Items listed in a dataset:
----------------

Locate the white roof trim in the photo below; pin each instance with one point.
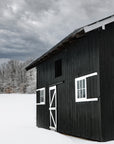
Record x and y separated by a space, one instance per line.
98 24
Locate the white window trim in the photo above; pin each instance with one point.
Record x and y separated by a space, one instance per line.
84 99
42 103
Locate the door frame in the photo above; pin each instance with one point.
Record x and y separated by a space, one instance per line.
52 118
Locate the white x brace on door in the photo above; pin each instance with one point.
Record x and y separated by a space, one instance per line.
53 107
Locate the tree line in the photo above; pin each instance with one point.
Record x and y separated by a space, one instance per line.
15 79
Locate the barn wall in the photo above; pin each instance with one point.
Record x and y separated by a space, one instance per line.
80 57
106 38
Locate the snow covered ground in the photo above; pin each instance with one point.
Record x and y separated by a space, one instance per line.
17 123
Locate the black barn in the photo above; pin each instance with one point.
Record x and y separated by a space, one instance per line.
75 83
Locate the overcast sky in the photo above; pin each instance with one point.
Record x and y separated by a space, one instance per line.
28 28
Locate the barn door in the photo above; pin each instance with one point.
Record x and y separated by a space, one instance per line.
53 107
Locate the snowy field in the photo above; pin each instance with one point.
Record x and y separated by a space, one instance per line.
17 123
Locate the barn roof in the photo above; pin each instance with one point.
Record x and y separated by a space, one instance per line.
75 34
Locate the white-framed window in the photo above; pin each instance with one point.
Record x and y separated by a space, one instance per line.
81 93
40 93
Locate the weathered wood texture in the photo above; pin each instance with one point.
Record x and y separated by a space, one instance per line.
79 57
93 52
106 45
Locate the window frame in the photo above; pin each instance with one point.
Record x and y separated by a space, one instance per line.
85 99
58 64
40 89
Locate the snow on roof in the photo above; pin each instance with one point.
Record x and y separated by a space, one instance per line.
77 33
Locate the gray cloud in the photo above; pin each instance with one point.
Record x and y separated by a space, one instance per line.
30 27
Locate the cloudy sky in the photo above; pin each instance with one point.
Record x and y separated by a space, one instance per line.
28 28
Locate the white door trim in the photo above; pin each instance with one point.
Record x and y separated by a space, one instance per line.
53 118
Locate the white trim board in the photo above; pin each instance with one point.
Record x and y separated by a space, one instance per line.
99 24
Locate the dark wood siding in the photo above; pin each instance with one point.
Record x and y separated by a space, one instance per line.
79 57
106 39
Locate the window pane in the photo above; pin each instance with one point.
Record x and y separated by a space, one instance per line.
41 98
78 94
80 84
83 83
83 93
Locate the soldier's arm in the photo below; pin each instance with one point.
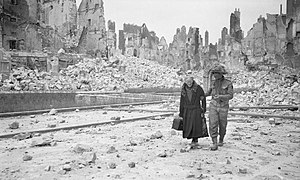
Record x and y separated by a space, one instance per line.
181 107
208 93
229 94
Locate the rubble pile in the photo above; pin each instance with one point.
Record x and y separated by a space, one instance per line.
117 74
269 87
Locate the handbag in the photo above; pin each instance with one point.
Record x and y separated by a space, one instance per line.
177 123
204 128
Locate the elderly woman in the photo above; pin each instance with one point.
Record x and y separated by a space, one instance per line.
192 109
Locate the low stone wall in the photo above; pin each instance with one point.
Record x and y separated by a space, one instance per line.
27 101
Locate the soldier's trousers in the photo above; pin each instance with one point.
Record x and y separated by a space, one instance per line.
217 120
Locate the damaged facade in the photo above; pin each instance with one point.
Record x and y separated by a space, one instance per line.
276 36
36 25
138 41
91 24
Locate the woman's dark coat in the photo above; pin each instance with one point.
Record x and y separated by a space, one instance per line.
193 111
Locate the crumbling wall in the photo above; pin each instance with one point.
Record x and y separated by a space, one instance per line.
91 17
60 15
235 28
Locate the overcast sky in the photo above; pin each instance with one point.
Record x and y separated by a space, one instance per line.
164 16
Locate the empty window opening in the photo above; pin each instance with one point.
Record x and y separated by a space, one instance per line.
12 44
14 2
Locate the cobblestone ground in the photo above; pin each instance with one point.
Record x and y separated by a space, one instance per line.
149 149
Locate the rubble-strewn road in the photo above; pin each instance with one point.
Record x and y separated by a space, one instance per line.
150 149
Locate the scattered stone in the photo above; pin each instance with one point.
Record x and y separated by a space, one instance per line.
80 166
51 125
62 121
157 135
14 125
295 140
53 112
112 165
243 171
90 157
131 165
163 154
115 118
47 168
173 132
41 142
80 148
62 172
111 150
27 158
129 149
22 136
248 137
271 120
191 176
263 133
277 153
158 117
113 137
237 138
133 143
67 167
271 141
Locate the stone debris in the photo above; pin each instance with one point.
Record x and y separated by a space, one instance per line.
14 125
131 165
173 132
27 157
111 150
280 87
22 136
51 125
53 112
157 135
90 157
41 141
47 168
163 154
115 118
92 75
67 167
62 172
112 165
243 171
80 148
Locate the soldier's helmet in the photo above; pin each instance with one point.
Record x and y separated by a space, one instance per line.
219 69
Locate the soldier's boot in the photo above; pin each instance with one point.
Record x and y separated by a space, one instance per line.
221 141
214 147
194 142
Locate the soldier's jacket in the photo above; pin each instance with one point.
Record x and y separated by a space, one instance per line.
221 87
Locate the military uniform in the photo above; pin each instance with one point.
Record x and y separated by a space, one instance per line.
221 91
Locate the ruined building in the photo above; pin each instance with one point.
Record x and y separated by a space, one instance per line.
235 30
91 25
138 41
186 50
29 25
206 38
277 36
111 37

----------------

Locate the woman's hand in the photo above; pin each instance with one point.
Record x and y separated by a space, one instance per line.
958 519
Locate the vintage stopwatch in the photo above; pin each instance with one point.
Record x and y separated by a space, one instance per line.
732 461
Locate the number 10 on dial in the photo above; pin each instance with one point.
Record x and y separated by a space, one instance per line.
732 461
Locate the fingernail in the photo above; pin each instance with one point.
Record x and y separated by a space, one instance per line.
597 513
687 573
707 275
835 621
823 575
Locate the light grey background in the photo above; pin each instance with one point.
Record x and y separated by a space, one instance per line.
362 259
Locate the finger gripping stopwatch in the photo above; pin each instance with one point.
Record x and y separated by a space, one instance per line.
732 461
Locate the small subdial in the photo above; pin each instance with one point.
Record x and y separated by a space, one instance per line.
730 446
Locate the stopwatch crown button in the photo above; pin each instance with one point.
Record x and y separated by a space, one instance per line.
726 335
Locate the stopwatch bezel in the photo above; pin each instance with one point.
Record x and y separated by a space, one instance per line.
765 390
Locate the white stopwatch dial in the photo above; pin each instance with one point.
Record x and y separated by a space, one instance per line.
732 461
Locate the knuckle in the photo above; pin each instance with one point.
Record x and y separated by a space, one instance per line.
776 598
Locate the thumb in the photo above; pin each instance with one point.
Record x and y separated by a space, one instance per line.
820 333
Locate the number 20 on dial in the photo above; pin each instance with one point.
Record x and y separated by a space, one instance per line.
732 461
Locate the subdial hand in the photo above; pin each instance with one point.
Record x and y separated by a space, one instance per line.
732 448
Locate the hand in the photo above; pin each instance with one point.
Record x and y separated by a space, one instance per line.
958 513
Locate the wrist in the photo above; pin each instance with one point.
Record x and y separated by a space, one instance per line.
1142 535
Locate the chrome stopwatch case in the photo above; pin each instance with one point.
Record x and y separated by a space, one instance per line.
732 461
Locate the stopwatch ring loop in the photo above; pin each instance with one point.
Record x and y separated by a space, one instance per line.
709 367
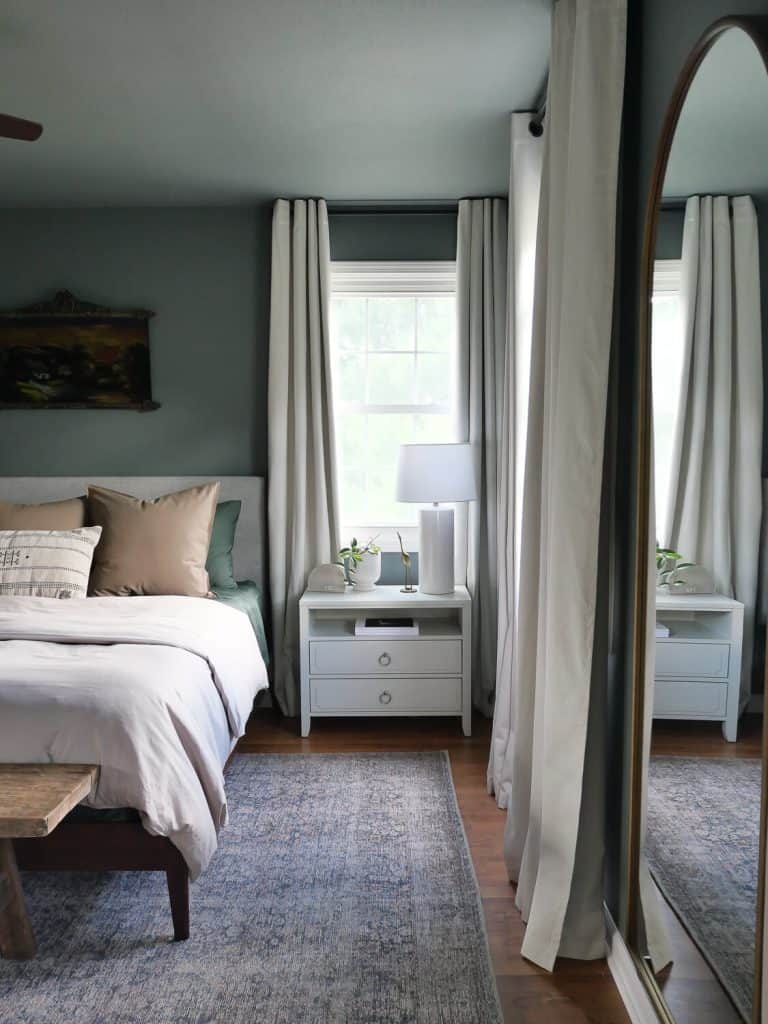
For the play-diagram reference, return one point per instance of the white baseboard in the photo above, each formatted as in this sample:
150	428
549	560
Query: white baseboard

----------------

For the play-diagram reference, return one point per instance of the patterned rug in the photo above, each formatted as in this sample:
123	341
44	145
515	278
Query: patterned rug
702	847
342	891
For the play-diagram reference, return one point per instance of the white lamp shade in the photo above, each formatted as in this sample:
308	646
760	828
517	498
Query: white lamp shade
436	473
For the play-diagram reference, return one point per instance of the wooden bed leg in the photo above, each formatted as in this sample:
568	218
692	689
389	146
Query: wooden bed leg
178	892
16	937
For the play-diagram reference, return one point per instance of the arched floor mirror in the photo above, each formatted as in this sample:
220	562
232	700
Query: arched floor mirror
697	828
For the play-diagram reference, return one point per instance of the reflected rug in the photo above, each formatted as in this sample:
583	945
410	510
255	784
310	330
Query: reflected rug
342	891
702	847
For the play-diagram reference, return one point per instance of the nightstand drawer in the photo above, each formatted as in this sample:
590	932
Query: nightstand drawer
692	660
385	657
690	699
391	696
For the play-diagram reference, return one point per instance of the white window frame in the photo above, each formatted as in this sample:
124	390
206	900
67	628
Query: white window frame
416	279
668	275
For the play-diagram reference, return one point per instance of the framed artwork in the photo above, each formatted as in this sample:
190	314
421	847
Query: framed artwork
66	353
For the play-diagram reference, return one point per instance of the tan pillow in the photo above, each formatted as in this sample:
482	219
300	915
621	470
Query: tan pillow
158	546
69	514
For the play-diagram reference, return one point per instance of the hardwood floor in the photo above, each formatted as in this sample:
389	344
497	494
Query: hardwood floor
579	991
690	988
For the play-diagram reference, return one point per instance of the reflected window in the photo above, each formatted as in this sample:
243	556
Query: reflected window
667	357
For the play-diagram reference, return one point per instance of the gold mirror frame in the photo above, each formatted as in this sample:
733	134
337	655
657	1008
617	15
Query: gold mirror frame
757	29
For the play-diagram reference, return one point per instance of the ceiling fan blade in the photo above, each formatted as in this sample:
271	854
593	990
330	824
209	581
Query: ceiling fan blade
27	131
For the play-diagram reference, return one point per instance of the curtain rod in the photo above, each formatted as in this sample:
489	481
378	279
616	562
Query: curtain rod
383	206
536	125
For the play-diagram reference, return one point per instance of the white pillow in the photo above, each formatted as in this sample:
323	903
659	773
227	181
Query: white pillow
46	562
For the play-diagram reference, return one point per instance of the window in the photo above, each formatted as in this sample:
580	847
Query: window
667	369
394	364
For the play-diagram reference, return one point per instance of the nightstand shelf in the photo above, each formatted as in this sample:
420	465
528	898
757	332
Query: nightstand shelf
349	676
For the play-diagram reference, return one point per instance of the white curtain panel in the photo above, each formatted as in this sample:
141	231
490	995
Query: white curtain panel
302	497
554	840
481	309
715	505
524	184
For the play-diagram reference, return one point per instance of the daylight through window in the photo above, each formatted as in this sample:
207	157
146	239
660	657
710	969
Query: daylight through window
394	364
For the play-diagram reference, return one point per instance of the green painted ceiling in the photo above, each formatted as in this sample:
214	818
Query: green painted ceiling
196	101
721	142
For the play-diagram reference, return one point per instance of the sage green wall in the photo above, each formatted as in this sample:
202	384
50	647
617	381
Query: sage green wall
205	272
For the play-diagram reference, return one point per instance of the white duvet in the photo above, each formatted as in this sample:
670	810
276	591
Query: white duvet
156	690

----------------

WHAT THE TASK REQUIRES: Using the entries above, repeat only the lines from the one containing "Locate the snowy" through the one containing "Locate the snow on", end lines included.

RESPONSE TO THIS EXERCISE:
Locate the snowy field in the photo above; pin each instance with one point.
Record x and y separated by a space, one instance per line.
17 123
Locate the barn roof in the photo above; pin each instance with one point.
Record x and y separated by a space, one instance per line.
75 34
Locate the white-framed window in the photo above; pin each instance with one point.
Record x and y separated by a space, one instance per line.
81 93
40 93
Locate the weathered wood texture in the photo above; pin each instance with one point.
Record x and y separated by a space, one instance per line.
79 57
93 52
106 45
Locate the window frame in the photo above; pin each instance with one point.
Record x and y separated by a space, one instance per line.
85 99
58 64
40 89
Locate the snow on roof in the photo above; pin each instance with one point.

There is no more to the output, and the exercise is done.